Task item:
Repeat every record exactly, but omit the images.

Data extract:

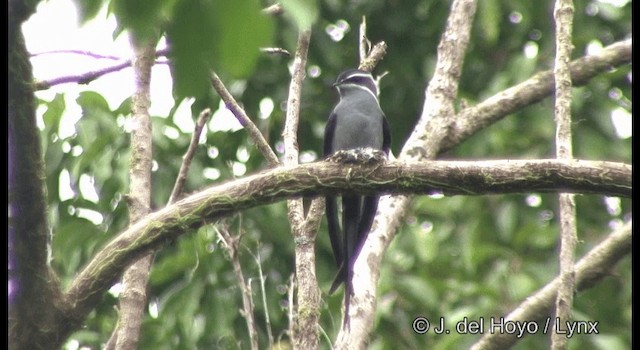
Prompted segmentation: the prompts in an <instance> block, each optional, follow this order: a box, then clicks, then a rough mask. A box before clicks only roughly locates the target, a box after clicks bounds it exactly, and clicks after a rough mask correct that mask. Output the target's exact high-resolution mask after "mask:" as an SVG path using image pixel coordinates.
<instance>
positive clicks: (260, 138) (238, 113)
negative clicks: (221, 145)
mask: <svg viewBox="0 0 640 350" xmlns="http://www.w3.org/2000/svg"><path fill="white" fill-rule="evenodd" d="M211 84H212V85H213V88H214V89H215V90H216V92H217V93H218V95H219V96H220V98H221V99H222V100H223V101H224V103H225V105H226V107H227V108H228V109H229V110H230V111H231V113H233V115H234V116H235V117H236V119H238V121H239V122H240V124H241V125H242V126H243V127H244V128H245V130H247V133H248V134H249V137H251V139H252V140H253V142H255V144H256V147H258V150H260V152H261V153H262V155H263V156H264V157H265V158H266V159H267V161H268V162H269V165H271V166H272V167H274V166H277V165H278V164H280V161H279V160H278V156H276V154H275V153H274V152H273V149H271V146H269V143H268V142H267V140H265V138H264V136H263V135H262V133H261V132H260V129H258V127H257V126H256V125H255V124H254V123H253V121H251V118H249V116H247V113H245V111H244V109H243V108H242V107H240V105H239V104H238V102H236V100H235V99H234V98H233V96H231V93H230V92H229V90H227V88H226V87H225V86H224V83H223V82H222V80H220V77H218V75H217V74H216V73H215V72H211Z"/></svg>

Reply:
Prompted segmentation: the prompts in an <instance> block, each optional, follow this order: a box, then clicks, then a rough mask. A box before clicks only roughly locates the target, a box after clicks bounds it exactly, and clicks after a rough mask correct that mask. Output the target's exact high-resolution mask after "mask:" as an SVG path using image pixel coordinates.
<instance>
positive clicks: (260, 138) (238, 113)
negative clicks: (221, 145)
mask: <svg viewBox="0 0 640 350" xmlns="http://www.w3.org/2000/svg"><path fill="white" fill-rule="evenodd" d="M211 84H212V85H213V88H214V89H215V90H216V92H217V93H218V95H219V96H220V98H221V99H222V100H223V101H224V103H225V105H226V107H227V108H228V109H229V110H230V111H231V113H233V115H234V116H235V117H236V119H238V121H239V122H240V124H241V125H242V126H243V127H244V128H245V130H247V133H248V134H249V137H251V139H252V140H253V142H255V144H256V147H258V150H260V152H261V153H262V155H263V156H264V157H265V158H266V159H267V161H268V162H269V165H271V166H272V167H274V166H277V165H278V164H280V161H279V160H278V156H276V154H275V153H274V152H273V149H271V146H269V143H268V142H267V140H265V138H264V136H263V135H262V133H261V132H260V129H258V127H257V126H256V125H255V124H254V123H253V121H251V118H249V116H247V113H245V111H244V109H243V108H242V107H240V105H239V104H238V102H236V100H235V99H234V98H233V96H231V93H230V92H229V90H227V88H226V87H225V86H224V83H223V82H222V80H220V77H218V75H217V74H216V73H215V72H211Z"/></svg>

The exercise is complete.